● TEXTO PARA LEER
┌────────
Querida presidenta de la Legión de María. Miembros de la Legión de María. Queridos hermanos y hermanas. Es un día importante, y una ocasión para acercarnos a la Santísima Virgen, estos 100 años que estáis celebrando.

El Señor nos ha regalado esta Palabra en la que, por una parte, nos hace estimar lo que supone para todos nosotros proceder según Cristo, vivir según el Señor, y hacerlo precisamente recordando a Nuestra Madre como gran grupo apostólico que sois en la Legión de María. Porque Ella, ciertamente, es la mujer que el Señor nos propuso como Madre, y nos la entregó como Madre nuestra, para que fuésemos capaces también de arraigar en nosotros la vida del Señor, como lo hizo también su santísima Madre. Y, por otra parte, el Señor nos ha hablado con claridad en esta página del Evangelio. La Legión de María, como movimiento apostólico, es un movimiento engranado, sustentado, en esa roca apostólica de la cual nos ha hablado el Evangelio cuando nos recuerda la elección de los apóstoles. Y es un movimiento apostólico que vive abierto a Dios y mirando a Dios, como lo hizo la Santísima Virgen María. Así nos presenta el Señor cómo Él se fue a orar. La Virgen María así se nos presenta.

Pero yo quisiera, queridos hermanos, hoy, en este centenario, recordaros tres aspectos que la Santísima Virgen María nos regala a todos nosotros. Y lo hago con tres palabras. Acoger. Para nosotros es importante. Misionar. Y proclamar. Tres palabras que sustentan la vida de la Santísima Virgen María. Tres palabras que nos hacen descubrir la verdad de este salmo 144 que hemos recitado: «Te ensalzaré. Te bendeciré. Te alabaré». Es lo que hizo la Virgen en su vida.
└────────
● Registros de anotación por puntos
┌────────
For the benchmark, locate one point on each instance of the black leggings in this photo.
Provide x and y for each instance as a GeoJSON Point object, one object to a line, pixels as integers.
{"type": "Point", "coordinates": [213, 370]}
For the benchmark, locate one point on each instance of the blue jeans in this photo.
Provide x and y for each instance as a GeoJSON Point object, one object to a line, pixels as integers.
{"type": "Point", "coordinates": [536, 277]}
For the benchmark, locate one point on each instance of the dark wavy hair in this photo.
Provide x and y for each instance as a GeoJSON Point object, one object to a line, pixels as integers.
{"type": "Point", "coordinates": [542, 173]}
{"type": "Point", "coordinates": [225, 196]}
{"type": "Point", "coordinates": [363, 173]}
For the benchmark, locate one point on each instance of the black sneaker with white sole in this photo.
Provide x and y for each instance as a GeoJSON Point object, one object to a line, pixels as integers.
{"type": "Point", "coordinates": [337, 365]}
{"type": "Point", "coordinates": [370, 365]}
└────────
● TAREAS ESCRITAS
[1] En la homilía, ¿qué tres palabras se usan para presentar los aspectos que la Santísima Virgen María nos regala?
[2] Transcribe de la homilía el fragmento que empieza con «Querida presidenta de» y llega hasta «que estáis celebrando.».

● RESPUESTAS
[1] Acoger, misionar y proclamar.

[2]
Querida presidenta de la Legión de María. Miembros de la Legión de María. Queridos hermanos y hermanas. Es un día importante, y una ocasión para acercarnos a la Santísima Virgen, estos 100 años que estáis celebrando.